Task statement
Reproduce the data starting at the line that contains "window, that would be a great help." and ending at the line that contains "157 61 L 154", swapping "side window" for "rear window" and leaving everything else unchanged. Give only those lines.

··········

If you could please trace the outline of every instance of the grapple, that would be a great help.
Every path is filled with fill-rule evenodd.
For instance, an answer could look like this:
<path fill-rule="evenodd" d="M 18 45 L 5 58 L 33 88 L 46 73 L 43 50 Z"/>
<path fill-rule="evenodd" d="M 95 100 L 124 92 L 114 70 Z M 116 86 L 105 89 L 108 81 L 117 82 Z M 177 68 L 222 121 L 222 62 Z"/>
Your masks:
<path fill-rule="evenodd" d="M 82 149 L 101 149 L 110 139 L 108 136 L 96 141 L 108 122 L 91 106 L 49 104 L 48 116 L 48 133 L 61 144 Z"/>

··········

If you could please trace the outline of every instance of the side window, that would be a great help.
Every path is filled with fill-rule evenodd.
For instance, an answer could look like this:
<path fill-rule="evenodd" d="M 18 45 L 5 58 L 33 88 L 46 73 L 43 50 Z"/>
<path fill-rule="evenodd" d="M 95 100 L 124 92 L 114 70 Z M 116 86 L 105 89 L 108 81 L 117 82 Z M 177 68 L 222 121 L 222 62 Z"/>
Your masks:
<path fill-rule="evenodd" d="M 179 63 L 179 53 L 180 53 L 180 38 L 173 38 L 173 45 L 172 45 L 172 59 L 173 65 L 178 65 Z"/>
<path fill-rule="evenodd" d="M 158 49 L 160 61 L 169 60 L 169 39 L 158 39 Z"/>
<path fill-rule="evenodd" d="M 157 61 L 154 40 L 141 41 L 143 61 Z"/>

··········

Answer for the task
If you could please trace the outline of every instance of the rear window, that would be a great help.
Every path is filled with fill-rule evenodd.
For instance, an answer could look like this:
<path fill-rule="evenodd" d="M 18 45 L 5 58 L 33 88 L 46 73 L 43 50 Z"/>
<path fill-rule="evenodd" d="M 95 100 L 124 92 L 114 70 Z M 116 86 L 105 89 L 108 81 L 117 82 Z M 177 68 L 222 121 L 222 62 Z"/>
Your masks:
<path fill-rule="evenodd" d="M 179 63 L 179 53 L 180 53 L 180 38 L 173 38 L 173 45 L 172 45 L 172 59 L 173 65 L 178 65 Z"/>
<path fill-rule="evenodd" d="M 158 49 L 160 61 L 169 60 L 169 39 L 158 39 Z"/>
<path fill-rule="evenodd" d="M 157 61 L 154 40 L 141 41 L 143 61 Z"/>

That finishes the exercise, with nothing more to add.